▸ **Quoted passage**:
►
Fans of 2014's The Book Of Life have had a lengthy wait for a follow up from director Jorge Guitterez. In the intervening years, Guitterez has completed a VR Google Stories short Son Of Jaguar and been attached to a number of projects (including a LEGO Movie spin-off) that sadly never came to fruition. Eventually, he landed at Netflix where he set up his dream project Maya And Three.

Returning as both writer and director, Guitterez's new opus arrives not as a movie, but as what Netflix are describing as a 'limited event series' spanning nine chapters, Guiterrez re-teamed with Book Of Life scribe Doug Langdale for the screenplay, alongside Mafer Hernandez, Candie Langsdale and Silvia Olivas. The series was produced by Netflix Animation with Mexopolis, Maya Entertainment and the now sadly defunct Tangent Animation.

In a fantasy world inspired by Mesoamerica,  on the day of her fifteenth birthday (QuinceaƱera) Maya is due to be crowned as a princess of her kingdom, Teca. However, her coronation is interrupted by the arrival of an emissary of the gods, announcing that Maya is to be sacrificed to the God Of War- or their whole world will be destroyed. When it becomes clear that they are not going to be able to take on the gods alone, Maya sets off on a quest to assemble three mythical warriors to fulfil the prophecy and save the world.
◄
▸ **Given data**:
►
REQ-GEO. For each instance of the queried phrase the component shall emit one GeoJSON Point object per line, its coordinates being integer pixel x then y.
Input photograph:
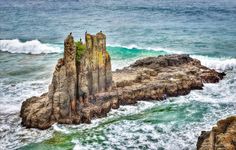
◄
▸ **What this exercise asks**:
1. List every company that the Maya And Three passage names as a producer of the series.
2. Reproduce the Maya And Three passage from "In a fantasy" up to and including "save the world.".

▸ **Task solutions**:
1.
Netflix Animation
Mexopolis
Maya Entertainment
Tangent Animation

2.
In a fantasy world inspired by Mesoamerica,  on the day of her fifteenth birthday (QuinceaƱera) Maya is due to be crowned as a princess of her kingdom, Teca. However, her coronation is interrupted by the arrival of an emissary of the gods, announcing that Maya is to be sacrificed to the God Of War- or their whole world will be destroyed. When it becomes clear that they are not going to be able to take on the gods alone, Maya sets off on a quest to assemble three mythical warriors to fulfil the prophecy and save the world.